• _Text to read_:
--------------------
# Seagate 1.5TB and 1TB issues



## nigebj (Sep 8, 2004)

Just noticed this, didn't see a link to it in here anywhere. I am usually a big fan of Seagate, but clearly it seems there's something wrong: http://blogs.zdnet.com/storage/?p=369&tag=nl.e539


----------



## richsadams (Jan 4, 2003)

First, Seagate's 1.5TB HHD has been tried several times and will not work as an internal upgrade for TiVo's. But you probably knew that.

I've been loyal to Seagate for years...although the more recent WD drives I've been using in TiVo and elsewhere are performing flawlessly for me.

This article said that Seagate was aware of the 1.5TB freeze problems and had corrected it with a firmware upgrade. But the article you've linked is newer, however it seems to only suggest that this problem extends to 1TB drives as well...which I hadn't heard. I'm confused.


----------



## nigebj (Sep 8, 2004)

richsadams said:


> First, Seagate's 1.5TB HHD has been tried several times and will not work as an internal upgrade for TiVo's. But you probably knew that.


Indeed, I was more thinking that if there _is_ a problem with the 1TB's, we might not want people looking to far for explanation of Tivo freezes, if they'd used Seagates.

Shame - hope they'll get on it quick, one bad model can destroy a brand in the HD world (Deathstar comes to mind).


----------



## richsadams (Jan 4, 2003)

nigebj said:


> Indeed, I was more thinking that if there _is_ a problem with the 1TB's, we might not want people looking to far for explanation of Tivo freezes, if they'd used Seagates.
> 
> Shame - hope they'll get on it quick, one bad model can destroy a brand in the HD world (Deathstar comes to mind).


Agreed. That's the first I've heard of the 1TB issue. Seagate drives have been rock-solid for years so it's a bit surprising, but I think they rushed the 1.5TB to market...not sure how or why that would impact existing 1TB drives though. Guess we'll have to wait and see.
--------------------
• _Written exercise_: Summarize the forum thread on Seagate 1.5TB and 1TB drive problems in two sentences.

• _Data section_:
--------------------
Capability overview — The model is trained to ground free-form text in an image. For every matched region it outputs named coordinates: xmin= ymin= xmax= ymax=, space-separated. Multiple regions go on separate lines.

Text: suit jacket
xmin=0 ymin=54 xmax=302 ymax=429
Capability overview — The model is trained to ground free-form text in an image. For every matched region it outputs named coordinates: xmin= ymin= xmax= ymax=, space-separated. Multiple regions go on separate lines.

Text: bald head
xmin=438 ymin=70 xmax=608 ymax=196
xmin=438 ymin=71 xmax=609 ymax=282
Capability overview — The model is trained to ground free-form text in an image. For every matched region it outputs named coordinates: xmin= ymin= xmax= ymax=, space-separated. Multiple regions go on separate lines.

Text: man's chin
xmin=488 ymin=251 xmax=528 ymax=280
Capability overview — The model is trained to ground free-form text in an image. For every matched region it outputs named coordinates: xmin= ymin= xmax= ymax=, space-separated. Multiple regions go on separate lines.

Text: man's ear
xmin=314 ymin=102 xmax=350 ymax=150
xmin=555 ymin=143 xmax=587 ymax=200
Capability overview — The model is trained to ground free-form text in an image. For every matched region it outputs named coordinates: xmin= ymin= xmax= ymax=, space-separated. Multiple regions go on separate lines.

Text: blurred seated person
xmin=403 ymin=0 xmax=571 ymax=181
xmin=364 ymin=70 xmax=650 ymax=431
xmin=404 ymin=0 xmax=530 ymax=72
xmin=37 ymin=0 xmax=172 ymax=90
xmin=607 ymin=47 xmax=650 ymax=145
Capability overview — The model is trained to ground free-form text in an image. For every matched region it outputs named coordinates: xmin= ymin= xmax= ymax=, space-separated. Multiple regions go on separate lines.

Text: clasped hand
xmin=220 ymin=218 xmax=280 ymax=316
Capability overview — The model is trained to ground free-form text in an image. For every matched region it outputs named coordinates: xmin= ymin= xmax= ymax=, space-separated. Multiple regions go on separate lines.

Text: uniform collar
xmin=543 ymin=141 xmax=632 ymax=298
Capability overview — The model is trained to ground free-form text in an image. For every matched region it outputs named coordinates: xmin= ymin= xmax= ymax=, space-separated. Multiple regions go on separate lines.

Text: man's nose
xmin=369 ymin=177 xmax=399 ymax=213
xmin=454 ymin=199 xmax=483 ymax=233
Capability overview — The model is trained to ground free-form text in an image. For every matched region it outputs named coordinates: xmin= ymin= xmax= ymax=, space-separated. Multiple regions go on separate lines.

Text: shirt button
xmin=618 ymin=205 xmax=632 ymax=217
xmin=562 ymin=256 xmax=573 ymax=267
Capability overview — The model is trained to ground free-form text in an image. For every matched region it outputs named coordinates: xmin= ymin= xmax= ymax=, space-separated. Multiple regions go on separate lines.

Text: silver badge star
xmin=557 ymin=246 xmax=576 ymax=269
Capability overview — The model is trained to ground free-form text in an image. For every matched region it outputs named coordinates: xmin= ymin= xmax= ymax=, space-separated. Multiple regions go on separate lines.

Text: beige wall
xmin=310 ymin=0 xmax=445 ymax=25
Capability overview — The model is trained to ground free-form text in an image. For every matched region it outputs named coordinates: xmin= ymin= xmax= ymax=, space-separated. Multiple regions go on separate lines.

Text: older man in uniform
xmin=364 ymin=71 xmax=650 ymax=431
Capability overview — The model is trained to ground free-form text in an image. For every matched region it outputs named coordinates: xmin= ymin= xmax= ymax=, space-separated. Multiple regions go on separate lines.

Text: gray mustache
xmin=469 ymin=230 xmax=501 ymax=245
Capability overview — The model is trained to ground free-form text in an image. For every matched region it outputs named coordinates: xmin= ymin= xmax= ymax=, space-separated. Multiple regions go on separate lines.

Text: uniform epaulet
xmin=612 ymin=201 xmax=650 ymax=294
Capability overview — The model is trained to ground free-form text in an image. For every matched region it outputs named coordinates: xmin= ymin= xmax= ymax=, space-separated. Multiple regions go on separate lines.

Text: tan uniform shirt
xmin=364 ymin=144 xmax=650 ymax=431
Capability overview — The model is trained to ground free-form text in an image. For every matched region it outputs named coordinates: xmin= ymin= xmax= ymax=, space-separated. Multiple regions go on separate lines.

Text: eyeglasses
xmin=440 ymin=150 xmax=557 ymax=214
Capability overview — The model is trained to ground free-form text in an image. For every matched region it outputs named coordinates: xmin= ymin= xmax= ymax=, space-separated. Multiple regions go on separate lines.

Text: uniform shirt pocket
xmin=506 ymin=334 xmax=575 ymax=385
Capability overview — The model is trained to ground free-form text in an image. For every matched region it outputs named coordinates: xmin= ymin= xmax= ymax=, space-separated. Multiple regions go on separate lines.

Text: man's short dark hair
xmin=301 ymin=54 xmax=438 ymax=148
--------------------
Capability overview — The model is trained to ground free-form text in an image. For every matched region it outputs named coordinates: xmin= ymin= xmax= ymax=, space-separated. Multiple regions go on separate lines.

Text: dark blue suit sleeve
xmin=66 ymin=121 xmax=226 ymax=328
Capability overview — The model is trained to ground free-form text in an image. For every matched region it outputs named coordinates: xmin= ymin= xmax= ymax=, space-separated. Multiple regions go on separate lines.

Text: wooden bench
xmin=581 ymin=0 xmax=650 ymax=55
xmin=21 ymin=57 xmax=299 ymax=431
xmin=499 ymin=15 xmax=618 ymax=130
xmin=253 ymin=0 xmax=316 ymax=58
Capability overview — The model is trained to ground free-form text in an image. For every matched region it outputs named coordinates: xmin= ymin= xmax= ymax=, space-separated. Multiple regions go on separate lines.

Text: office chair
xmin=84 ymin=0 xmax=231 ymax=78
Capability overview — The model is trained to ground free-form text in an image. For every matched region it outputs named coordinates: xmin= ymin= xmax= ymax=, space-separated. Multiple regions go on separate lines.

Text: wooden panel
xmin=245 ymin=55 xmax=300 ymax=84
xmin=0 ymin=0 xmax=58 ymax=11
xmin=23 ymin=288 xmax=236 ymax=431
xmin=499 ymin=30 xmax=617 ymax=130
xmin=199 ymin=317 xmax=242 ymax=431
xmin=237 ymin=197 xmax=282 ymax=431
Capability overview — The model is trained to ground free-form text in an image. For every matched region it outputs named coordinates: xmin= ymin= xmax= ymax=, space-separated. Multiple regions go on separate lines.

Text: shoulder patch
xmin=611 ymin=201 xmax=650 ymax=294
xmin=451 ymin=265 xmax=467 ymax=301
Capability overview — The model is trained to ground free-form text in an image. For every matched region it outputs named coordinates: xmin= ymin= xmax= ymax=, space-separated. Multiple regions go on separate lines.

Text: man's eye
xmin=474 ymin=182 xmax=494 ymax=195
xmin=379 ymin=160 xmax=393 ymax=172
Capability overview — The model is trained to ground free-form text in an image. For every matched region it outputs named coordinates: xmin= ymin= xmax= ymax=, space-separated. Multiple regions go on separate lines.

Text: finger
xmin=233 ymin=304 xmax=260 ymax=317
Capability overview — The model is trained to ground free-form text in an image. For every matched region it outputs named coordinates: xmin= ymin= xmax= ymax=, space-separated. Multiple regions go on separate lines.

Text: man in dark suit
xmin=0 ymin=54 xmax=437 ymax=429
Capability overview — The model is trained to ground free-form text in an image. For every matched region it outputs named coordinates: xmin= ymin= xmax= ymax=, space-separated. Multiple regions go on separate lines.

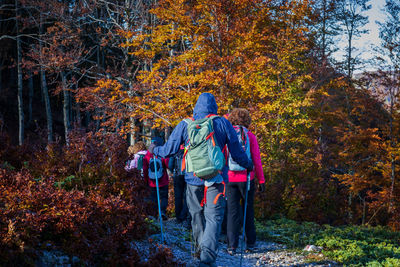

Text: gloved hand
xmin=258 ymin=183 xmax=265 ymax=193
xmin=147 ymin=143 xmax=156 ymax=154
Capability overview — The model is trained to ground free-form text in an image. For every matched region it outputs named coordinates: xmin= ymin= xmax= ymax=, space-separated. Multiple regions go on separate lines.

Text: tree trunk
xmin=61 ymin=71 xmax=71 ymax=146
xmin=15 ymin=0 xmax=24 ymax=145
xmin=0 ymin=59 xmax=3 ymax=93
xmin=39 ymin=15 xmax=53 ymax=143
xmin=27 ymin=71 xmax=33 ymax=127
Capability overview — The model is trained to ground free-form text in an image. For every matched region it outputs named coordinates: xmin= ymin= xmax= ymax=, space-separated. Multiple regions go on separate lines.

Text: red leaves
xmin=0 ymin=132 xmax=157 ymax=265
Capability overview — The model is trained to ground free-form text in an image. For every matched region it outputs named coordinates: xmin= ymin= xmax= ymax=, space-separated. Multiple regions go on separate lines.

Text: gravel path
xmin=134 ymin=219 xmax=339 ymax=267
--------------------
• _Correct result_: One poster links to a report suggesting something is wrong with Seagate drives, and another replies that the 1.5TB drive will not work as an internal TiVo upgrade, that an earlier article said a firmware upgrade had corrected its freeze problems, and that the newer report suggests the problem extends to 1TB drives. The first poster notes that a 1TB problem could explain TiVo freezes for people who used Seagates, and the second agrees, calling Seagate drives rock-solid for years but suspecting the 1.5TB was rushed to market.